*EXTRACT TO READ*.
-*-
We estimate a random effects probit as well as fixed and random effects logit models in order to determine the probability of police repression against protesters who have exerted either violent (high) or nonviolent (low) type of tactics. The fixed effects logit model is subject specific instead of population-averaged which will allow to extract the impact of daily events of protester actions on police responses that are time dependent [55]. We account for time-invariant heterogeneity between US states by employing random effects models. We also include two interaction terms, Activities × Target and Forms × Target to determine whether police response to protesters’ actions is different for targeting government entities as opposed to others.

The results of logit and probit models in both tables reveal that when protesters resort to more violent tactics, the police are more likely to implement a violent response. Again, this finding fits well with the logic for the Law of Coercive Responsiveness [14]. This affect held true given the type of activities, forms of activities, and specific actors/institutions targeted by protesters. More specifically, the probit random effects model in both tables shows that police are more likely to use violence against protesters who also displayed a violent type of a behavior. The statistically significant effect of protester tactics on police response still holds after we control for who protesters target and what type of activities they exercised during violent and nonviolent collective actions. Additionally, with the interaction terms in both tables, we also control for the effects of protesters targets (which is a proxy of whether or not the movement is antiregime or nonantiregime) that is due to their choice of activities (Table 3) and forms of protests (Table 4). The interaction terms allow us to extend the dynamic association of protester actions and police response that are intertwined with movement objectives.

Table 3 Estimated effects of protester activity types, targets, and interaction between the two on police repression in the USA, 1965–1995
Table 4 Estimated effects of protester action forms, targets, and interaction between the two on police repression in the USA, 1965–1995

Since this sensitivity analysis employs within country characteristics of protest groups in forty-nine US states, we do not have a measure for regime type. While random effects logit models suffer from omitted variable bias which in our analysis could be unmeasured variables such as state ideology, partisanship, and racism during 1960s and onwards, nevertheless, with the fixed effects logit model, we are able to control for regional characteristics by holding state effects constant [1].Footnote 8 The results in models (2) and (3) in both tables suggest that protester violence significantly predicts the probability of violence by the police overtime. Model (2) in the Table 3 shows that when protesters have switched from nonviolent action to violent ones, the police were 3.2 times more likely to respond with violence. This effect is also evident after controlling for state effects in model (3). In this model, the police are 3.3 times more likely to respond with violence to shifting tactics of protesters.
-*-
*RAW RECORDS*.
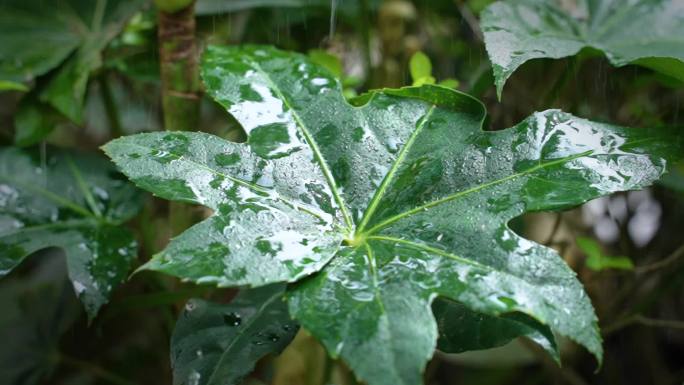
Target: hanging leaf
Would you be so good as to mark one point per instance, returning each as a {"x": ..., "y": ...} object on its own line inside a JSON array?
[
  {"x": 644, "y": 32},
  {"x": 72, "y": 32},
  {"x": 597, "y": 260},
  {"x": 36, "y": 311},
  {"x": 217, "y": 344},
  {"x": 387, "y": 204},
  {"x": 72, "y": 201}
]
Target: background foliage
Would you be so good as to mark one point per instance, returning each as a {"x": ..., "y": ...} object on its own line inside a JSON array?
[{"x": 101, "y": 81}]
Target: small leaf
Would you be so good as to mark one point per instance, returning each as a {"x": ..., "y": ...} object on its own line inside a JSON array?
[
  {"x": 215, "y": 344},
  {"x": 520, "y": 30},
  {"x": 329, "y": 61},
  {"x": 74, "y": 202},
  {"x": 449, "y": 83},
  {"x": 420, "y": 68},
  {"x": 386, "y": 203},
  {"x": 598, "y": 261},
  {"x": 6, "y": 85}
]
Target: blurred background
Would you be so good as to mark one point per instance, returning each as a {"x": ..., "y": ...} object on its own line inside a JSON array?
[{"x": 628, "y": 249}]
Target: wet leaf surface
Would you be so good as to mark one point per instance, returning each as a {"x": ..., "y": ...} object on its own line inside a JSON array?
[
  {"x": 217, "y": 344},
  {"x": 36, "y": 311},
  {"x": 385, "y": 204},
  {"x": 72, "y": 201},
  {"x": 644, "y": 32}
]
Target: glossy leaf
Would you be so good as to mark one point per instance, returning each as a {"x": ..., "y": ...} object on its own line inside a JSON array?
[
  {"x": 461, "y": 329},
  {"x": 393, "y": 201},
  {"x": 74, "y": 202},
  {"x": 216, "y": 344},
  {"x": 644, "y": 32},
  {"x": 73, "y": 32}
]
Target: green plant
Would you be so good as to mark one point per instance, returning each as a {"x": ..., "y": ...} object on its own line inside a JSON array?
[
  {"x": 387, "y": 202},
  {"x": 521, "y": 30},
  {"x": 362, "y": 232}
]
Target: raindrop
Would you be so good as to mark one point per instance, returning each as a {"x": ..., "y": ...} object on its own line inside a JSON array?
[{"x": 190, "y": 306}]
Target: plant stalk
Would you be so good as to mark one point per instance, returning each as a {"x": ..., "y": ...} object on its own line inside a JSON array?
-*-
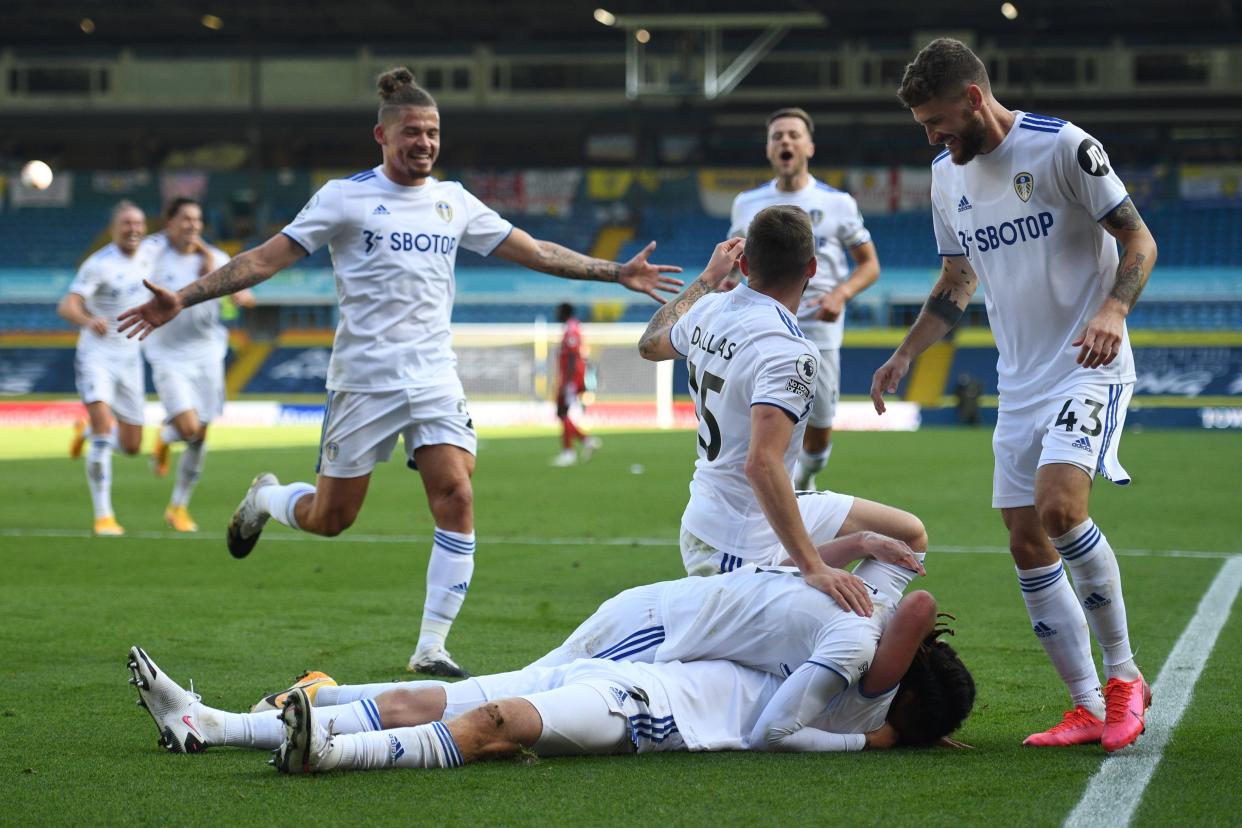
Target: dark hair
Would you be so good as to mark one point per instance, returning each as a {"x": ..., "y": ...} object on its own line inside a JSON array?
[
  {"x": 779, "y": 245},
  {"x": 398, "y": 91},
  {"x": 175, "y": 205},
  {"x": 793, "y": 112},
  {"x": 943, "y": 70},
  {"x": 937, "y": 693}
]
-*-
*GOAL A*. Gather every line of the records that contains the word "leaf".
*GOAL B*. Pick up the study of police responses to protest tactics after its final sentence and carry it forward in the same academic style.
The text and the records come from unrelated sources.

*TASK RESULT A*.
Target: hanging leaf
Target: small leaf
Target: wet leaf surface
Target: glossy leaf

*TASK RESULT B*.
Protests that rely on switching tactics, for example, moving from flag waving to physical aggression, are 0.77 times more likely to receive violent response by the police based on both random- and fixed-effects models in Table 3. Protests that target domestic or foreign government representatives or organizational institutions are 1.17 (model 2) to 1.2 (model 3) times more likely to encounter police violence. While the variable Forms resembles no statistically significant effect on predicting police violence by itself, the interaction with protester targets enhances its impact. More specifically, activists who targeted government institutions in addition to rioting instead of exercising peaceful symbolic displays were 1.39 times more likely to receive a violent police reaction. In sum, the results shown in models 1, 2, and 3 in Tables 3 and 4 provide support for hypotheses 1 and 2 which are based on assumptions of the equilibrium outcomes. Except the forms of protests that had no significant impact in determining police violence, other variables such as protester violence, activities, and targets demonstrated a stronger relationship with our outcome variable of interest which is the police violence.

Synthesizing Deviation Strategies and Police Responses

Lastly, we analyze the impact of strategic complementarity parameter in our models to better understand protester-police interaction routines and how they are altered after the police intervention. In this effort, we extend the analysis one step further by only focusing on selected daily protest events in the state of New York from 1960 to 1995. We observe specific cases where after event participants switched tactics either from violent to nonviolent or vice versa, the police responded with either repression or toleration. The specific cases where participants changed their tactics and behavior are summarized in the Table 5 below. For ease of reference, we have numbered the protests with no particular hierarchical order except based on the date of occurrence.

Table 5 Selected collective action events in New York from 1960 to 1995 where participants change their initial action strategy after police response

The outcomes of dissent policing in New York from 1960 to 1990s have been heavily influenced by authorities’ discriminatory attitudes towards members of minority groups such as Black Americans, Latinx Americans, LGBTQ + , and immigrants from communist countries. The apparent differences in discriminatory police responses to some of these groups are illustrated in the Table 5. After a meticulous inspection of this table, we notice that in line with our expectations in hypothesis 3, police are more likely to repress protests that start off as peaceful but later escalate to demonstrations with aggressive behavior. For instance, collective action event numbers (hereon referred to as E-no for brevity) 4, 5, and 7 in Table 5 show that E-no-4 and E-no-5 were guided by low profile actions picketing and marching to which police did not respond with repressive measures, nevertheless, after deviating to high profile actions like between-group clashes the police stepped forward with a use of force. Same outcome emerged at E-no-7, where civil rights peaceful protests turned into violent encounters between participants and the police. The police responses in E-no-1, 3, 8, 14, 16, 17, 18, and 19 also support our claims in the third hypothesis. Particularly, collective actions and protests that started with strong use of high-profile actions such as clashes with police, blocking traffic, and object throwing but later turned into relatively peaceful rallies, sign-holdings, and marches attained police toleration.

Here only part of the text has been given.